**OBJECTIVE:**
Count the lines in the data below that contain the string "shower", and give only that number.

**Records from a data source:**
◇ ◇ ◇ ◇ ◇
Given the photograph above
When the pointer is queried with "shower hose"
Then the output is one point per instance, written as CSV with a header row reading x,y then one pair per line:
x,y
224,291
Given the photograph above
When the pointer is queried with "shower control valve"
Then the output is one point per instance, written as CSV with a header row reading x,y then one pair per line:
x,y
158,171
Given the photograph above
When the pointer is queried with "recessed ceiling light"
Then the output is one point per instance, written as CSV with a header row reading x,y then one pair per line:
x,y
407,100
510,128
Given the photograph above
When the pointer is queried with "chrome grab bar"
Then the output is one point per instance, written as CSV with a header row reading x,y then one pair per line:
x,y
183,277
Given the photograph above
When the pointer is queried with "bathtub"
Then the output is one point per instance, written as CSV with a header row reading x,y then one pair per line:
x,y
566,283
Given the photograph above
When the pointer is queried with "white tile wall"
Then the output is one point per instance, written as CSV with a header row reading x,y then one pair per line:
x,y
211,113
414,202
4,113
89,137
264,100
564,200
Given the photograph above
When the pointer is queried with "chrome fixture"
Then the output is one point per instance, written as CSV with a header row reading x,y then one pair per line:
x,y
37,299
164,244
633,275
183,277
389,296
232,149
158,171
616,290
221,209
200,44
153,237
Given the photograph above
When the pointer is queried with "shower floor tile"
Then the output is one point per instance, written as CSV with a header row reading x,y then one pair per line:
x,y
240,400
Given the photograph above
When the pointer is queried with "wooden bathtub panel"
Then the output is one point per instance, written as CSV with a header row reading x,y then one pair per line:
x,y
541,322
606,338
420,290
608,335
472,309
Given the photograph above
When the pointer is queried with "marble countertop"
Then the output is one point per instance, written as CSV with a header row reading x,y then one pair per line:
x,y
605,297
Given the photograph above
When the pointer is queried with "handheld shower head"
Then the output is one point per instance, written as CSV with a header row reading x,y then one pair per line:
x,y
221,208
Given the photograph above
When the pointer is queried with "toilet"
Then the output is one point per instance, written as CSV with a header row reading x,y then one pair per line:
◇ ◇ ◇ ◇ ◇
**SOLUTION TO THE EXERCISE:**
4